3.1.– Sul versante della rilevanza, ad avviso del rimettente, non potrebbe dubitarsi dell’ammissibilità delle questioni: le norme impugnate rappresenterebbero, infatti, il fondamento normativo degli atti impugnati, così da influire radicalmente sulla definizione delle due fattispecie poste al suo giudizio.

3.2.– Secondo il TAR, ancora, deve ritenersi non manifestamente infondata l’eccezione sollevata in riferimento alla addotta violazione dell’art. 53 Cost., riferita al primo comma dell’art. 12 della legge reg. n. 9 del 2013 così come modificato dal censurato art. 83. Ciò in considerazione della ritenuta natura tributaria della prestazione imposta, dalla normativa in contestazione, ai soggetti che esercitano l’attività di gestione delle cave.

Militerebbero in tal senso sia il fatto che l’obbligo del pagamento trova la sua fonte esclusiva nella legge regionale, senza costituire remunerazione dell’uso di beni pubblici, così da risultare estraneo ad un rapporto sinallagmatico; sia la destinazione del ricavato da tale esazione, giacché, con i relativi fondi, i Comuni e la Regione vengono dotati dei mezzi finanziari necessari ad assolvere le funzioni di cura concreta degli interessi generali. La disposizione censurata, infatti, consentirebbe alla Regione di utilizzare liberamente la quota parte di gettito che la legge riserva al detto ente (50 per cento dell’intero), mentre i Comuni, per la quota residua loro assegnata, devono destinare le somme al finanziamento non solo di interventi infrastrutturali di recupero, riqualificazione e valorizzazione del territorio, del tessuto urbano e degli edifici scolastici e ad uso istituzionale, ma anche di manutenzione e valorizzazione ambientale ed infrastrutturale connessi all’attività estrattiva o su beni immobili confiscati alla mafia ed alle organizzazioni criminali. Tale connotazione funzionale, congiunta al fatto che il prelievo si collega all’attività economica di gestione dei giacimenti, ad avviso del rimettente, porta a ritenere il canone in questione uno strumento di riparto, ai sensi dell’art. 53 Cost., del carico della spesa pubblica in ragione della capacità economica manifestata dai soggetti interessati.

########

CONSEGNA A: Nel testo sul canone per la gestione delle cave, quale quota del gettito è riservata dalla legge alla Regione?

########

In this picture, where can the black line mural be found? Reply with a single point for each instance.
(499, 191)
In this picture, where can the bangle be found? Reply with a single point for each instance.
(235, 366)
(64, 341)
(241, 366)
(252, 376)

########

CONSEGNA B: Conta le righe dei record in cui compare la stringa "each" e riporta soltanto il numero.

RISULTATO COMPLETO A: Il 50 per cento dell'intero gettito.

RISULTATO COMPLETO B: 2